**EXTRACTED TEXT:**
Friday, November 2, 2012

Vote Could Shape Future of SoHum Health Care

Posted By on Fri, Nov 2, 2012 at 2:38 PM

The little hospital and clinic that provide basic care in Southern Humboldt could soon get a new board of directors, in a vote that's in part a referendum on the controversial hospital director.

The Southern Humboldt Community Healthcare District has been through a bankruptcy and bouts of heavy turnover, and now is in a heated election for three of the five seats on its board.

Although his name doesn't appear on the ballot, the race revolves in large part around Harry Jasper, the health care district's combined CEO/CFA, now in his third year on the job.

The current board is broadly supportive of Jasper, but that the tight relationship may not last. Three of the six candidates for the district's three open seats have criticized his performance.

"He's good at finances, but he has terrible people skills," says Judi Gonzales, who's running for a two-year seat left open by the April resignation of board member Mary Krissie Branzei. Gonzales, long an outspoken critic of Jasper, points to the dozens of longtime hospital employees who were laid off or who resigned since Jasper's arrival in 2009, and to falling numbers of patient visits.

Even his critics, Gonzales included, say that Jasper has turned the health care district's finances around. After going through bankruptcy in the early 2000s, the district spent most of the last decade struggling to stay above water, even after the passage of a parcel tax to prop it up.

One of the biggest problems has been that a large share of the district's patients are low income, and pay for care with help from Medicare and Medical. That makes it difficult for the district to recoup the costs of running its emergency room. To stay fiscally health, Jasper and others have said, the district must keep track of every penny spent caring for those patients.

While previous administrators struggled to get paid in full, Jasper, trained in both finances and health care administration, has had success at tracking and getting paid for patient-care expenses. Revenue is up, and although it remains dependent on the parcel tax, the hospital is in the black for the first time in years.

That's earned Jasper the admiration of his employers on the current board of directors.

"Harry is - so far what I've experienced - very professional, very thorough with what he's doing in regards to maintaining the [district's] fiscal health," says Clif Anderson, the interim board member who holds the seat vacated by Branzei. Anderson took the seat in July, and says that while he wasn't aware of Jasper's relationship with the district's lower-level employees, he sat in on one department head meeting and liked what he saw. "I was very impressed at how well they work together," he says. "I was impressed with his leadership abilities."

**SUPPLIED INFORMATION:**
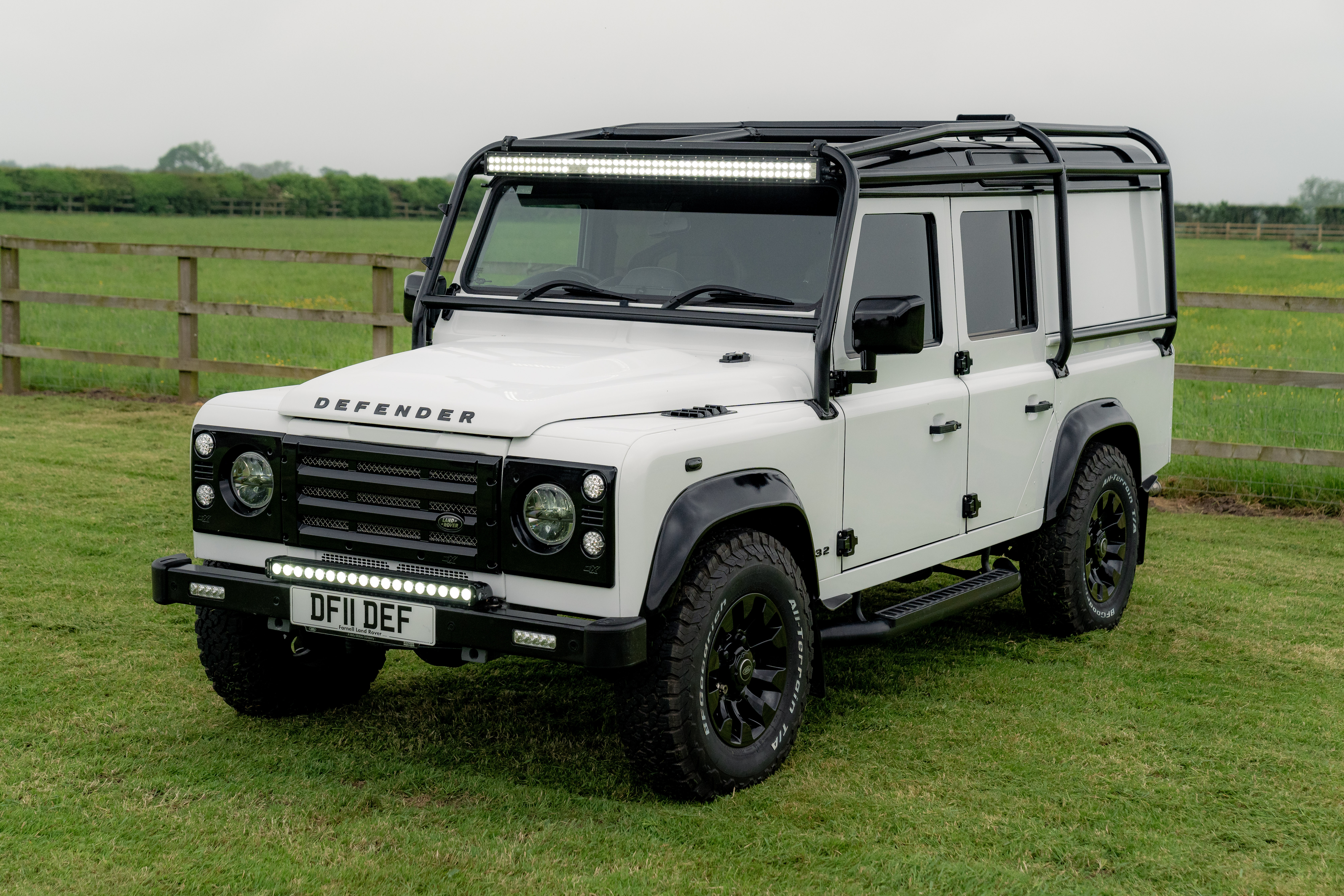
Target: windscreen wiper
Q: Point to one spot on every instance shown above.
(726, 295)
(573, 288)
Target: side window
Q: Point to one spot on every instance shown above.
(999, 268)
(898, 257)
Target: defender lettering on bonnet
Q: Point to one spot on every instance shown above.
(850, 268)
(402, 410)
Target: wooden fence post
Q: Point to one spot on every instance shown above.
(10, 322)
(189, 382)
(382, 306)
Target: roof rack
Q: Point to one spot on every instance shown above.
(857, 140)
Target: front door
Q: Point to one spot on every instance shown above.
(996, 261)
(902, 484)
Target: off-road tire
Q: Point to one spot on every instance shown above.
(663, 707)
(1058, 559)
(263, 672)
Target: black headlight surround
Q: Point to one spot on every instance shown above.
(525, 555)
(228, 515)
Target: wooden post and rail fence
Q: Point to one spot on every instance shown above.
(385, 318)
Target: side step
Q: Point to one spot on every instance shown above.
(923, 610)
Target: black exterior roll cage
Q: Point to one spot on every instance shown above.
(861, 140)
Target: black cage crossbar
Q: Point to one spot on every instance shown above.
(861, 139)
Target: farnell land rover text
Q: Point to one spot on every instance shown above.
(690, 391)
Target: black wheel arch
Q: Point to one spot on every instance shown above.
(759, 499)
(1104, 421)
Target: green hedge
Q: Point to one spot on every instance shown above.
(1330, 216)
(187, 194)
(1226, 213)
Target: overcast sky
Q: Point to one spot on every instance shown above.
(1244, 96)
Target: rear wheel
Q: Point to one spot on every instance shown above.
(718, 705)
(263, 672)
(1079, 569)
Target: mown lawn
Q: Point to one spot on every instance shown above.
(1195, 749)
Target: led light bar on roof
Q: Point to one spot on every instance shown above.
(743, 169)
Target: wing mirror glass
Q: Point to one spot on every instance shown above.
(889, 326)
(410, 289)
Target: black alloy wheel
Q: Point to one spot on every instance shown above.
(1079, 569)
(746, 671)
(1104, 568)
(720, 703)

**TASK DESCRIPTION:**
Continue the article on the Southern Humboldt health care board election from the point where it stops.

**ANSWER TO THE EXERCISE:**
His critics say, though, that the apparent cohesion is only because Jasper has removed everyone who didn't agree with him. Although turnover has always been high in the health care district, it almost doubled in the first two years after Jasper's arrival, with many longtime employees among those leaving.

"The thing that disturbs me most is the employee turnover," says candidate Karen Ruth. She says as a board member, she would like to contact former employees and find out why they left.

Personnel matters should be left to the chief executive, says Corrine Stromstad, an incumbent board member running for reelection. (The Humboldt County Board of Supervisors appointed Stromstad to the health care district board in 2010. She previously had ran against and received fewer votes than Judi Gonzales. In a July interview, 2nd District Supervisor Clif Clendenen said he couldn't recall exactly why the board chose Stromstad over Gonzales.)

"The only employee we [the board] have is Harry," Stromstad says, and he has done wonders for the district's financial health. As to why any particular person left or was fired, she says, "I really didn't get involved in the how-come or what-for."

"Oh, he is the only employee? Wow, what a concept," says candidate Beth Bennett-Allen, referring to Stromstad's comment. "No, they don't have one employee and I think that may be at the base of the problem. There are many, many people there that are to be considered and protected."

Candidate David Ordonez could not be reached for comment.